Miriam Leone ed Elio Germano
Sacro e profano si alternano velocemente in
Elio Germano: alla veste del saio francescano (Il sogno di Francesco), l’attore romano (e anche il pubblico) preferisce di gran lunga quella di Nino Manfredi. "
In arte Nino" omaggia infatti il grande attore ciociaro dagli anni della giovinezza trascorsi all'Ospedale Forlanini a causa di una grave malattia, fino a quelli della formazione per quella sempre più grande passione per la recitazione.
Più che Nino, viene raccontata la storia di Saturnino in un’ottica intima, tramite il difficile rapporto con la famiglia, con il padre rigido ed esigente, la madre sognatrice e apprensiva e il fratello fin troppo inquadrato. Un racconto in cui si nota nella poeticità con cui viene descritto il rapporto tra Manfredi e l’arte (sia musicale che recitativa) o nella sua ironia, l’occhio riconoscente di un figlio. Un ritratto che per il punto di vista scelto, si discosta dai biopic televisivi, preferendo introspezioni un po’ romanzate ma paradossalmente più apprezzabili e interessanti. Non è solo Elio Germano a valorizzare il personaggio che interpreta: da
Stefano Fresi, a Duccio Camerini, fino ai personaggi secondari affidati a grandi professionisti come
Leo Gullotta, Giorgio Tirabassi o Roberto Citran, il film nella sua credibilità corale trova un'ulteriore forza.

DATI MOSTRATI
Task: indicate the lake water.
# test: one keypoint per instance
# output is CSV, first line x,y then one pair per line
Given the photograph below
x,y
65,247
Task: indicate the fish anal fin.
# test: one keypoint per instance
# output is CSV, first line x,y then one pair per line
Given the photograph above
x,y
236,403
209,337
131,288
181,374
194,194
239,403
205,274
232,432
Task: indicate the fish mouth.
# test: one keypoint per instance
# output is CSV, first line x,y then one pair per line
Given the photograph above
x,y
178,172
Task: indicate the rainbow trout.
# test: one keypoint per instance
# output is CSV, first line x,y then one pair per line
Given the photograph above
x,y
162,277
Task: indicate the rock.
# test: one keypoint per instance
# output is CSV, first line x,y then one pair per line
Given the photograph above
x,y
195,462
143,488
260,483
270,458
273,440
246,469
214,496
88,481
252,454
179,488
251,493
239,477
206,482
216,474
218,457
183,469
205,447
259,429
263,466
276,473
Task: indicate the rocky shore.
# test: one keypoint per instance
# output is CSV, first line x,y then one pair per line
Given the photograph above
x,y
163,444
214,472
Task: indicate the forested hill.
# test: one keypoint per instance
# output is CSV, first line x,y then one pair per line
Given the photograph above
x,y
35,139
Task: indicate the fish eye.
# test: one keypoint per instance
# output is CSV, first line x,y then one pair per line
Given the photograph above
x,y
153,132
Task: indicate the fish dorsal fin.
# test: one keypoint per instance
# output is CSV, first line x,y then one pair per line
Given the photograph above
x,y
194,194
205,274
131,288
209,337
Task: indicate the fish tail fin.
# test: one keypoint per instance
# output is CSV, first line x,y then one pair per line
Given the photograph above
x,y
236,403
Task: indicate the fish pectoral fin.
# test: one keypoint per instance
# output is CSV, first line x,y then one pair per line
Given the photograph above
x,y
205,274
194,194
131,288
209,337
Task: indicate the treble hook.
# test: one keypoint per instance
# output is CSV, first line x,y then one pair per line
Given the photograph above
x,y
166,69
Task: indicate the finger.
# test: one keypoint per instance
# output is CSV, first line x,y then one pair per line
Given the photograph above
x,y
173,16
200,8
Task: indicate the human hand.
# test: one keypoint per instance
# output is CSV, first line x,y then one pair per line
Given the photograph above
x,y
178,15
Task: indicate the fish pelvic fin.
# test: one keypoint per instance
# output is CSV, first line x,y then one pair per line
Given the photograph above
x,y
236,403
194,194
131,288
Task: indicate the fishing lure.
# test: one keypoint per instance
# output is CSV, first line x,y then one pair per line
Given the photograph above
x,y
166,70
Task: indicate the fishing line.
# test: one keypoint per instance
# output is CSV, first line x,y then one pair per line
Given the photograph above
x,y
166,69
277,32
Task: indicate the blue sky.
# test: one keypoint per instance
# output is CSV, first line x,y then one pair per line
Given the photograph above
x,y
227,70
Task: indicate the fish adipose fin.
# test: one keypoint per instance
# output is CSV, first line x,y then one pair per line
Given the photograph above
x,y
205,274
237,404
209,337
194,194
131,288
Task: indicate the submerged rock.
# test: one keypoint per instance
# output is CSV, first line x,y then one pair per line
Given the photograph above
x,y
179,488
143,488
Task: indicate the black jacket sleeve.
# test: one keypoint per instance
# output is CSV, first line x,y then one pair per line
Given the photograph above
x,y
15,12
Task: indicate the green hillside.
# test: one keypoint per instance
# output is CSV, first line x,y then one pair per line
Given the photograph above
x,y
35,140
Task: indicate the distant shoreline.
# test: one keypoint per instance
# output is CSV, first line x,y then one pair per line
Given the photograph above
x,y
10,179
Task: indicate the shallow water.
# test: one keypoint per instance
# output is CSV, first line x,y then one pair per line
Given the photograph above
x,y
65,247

COSA FARE
Trascrivi parola per parola, dal brano sul film dedicato a Nino Manfredi, il passo che si apre con le parole “Miriam Leone ed” e si chiude con “per la recitazione.”. Per svolgere l'esercizio le righe non servono.

ESERCIZIO SVOLTO
Miriam Leone ed Elio Germano
Sacro e profano si alternano velocemente in
Elio Germano: alla veste del saio francescano (Il sogno di Francesco), l’attore romano (e anche il pubblico) preferisce di gran lunga quella di Nino Manfredi. "
In arte Nino" omaggia infatti il grande attore ciociaro dagli anni della giovinezza trascorsi all'Ospedale Forlanini a causa di una grave malattia, fino a quelli della formazione per quella sempre più grande passione per la recitazione.